** Given data follows **

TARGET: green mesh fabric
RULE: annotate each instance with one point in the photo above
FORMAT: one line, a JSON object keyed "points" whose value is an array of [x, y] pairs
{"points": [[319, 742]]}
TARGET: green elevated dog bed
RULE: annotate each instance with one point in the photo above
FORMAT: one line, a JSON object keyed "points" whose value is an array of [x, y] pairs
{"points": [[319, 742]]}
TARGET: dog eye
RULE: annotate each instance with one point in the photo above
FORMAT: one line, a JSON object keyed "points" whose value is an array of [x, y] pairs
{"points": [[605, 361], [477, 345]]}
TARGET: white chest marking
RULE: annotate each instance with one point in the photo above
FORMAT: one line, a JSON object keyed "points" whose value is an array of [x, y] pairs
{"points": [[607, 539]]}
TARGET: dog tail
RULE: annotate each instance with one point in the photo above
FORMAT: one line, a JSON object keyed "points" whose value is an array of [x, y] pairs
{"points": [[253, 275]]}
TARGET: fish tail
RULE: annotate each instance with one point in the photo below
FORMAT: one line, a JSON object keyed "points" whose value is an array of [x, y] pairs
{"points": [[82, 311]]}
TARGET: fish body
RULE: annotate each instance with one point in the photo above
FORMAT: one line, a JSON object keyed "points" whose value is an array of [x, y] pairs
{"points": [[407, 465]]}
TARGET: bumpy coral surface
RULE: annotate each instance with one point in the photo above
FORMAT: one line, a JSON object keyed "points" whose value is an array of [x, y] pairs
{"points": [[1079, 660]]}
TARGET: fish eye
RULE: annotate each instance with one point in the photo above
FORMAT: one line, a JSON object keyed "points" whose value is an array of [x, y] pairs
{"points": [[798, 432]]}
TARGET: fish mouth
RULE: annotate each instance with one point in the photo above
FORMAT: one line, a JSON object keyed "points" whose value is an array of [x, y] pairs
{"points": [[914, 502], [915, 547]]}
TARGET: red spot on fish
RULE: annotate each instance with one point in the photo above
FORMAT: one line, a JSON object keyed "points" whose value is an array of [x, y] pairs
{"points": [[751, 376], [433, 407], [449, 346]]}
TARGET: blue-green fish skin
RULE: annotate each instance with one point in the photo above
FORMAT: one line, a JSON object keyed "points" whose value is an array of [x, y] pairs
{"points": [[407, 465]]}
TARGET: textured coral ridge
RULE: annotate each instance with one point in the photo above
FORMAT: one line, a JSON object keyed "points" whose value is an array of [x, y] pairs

** End of Given data **

— Your assignment —
Write only the number of lines in the data where the string "fish" can be found.

— Response area —
6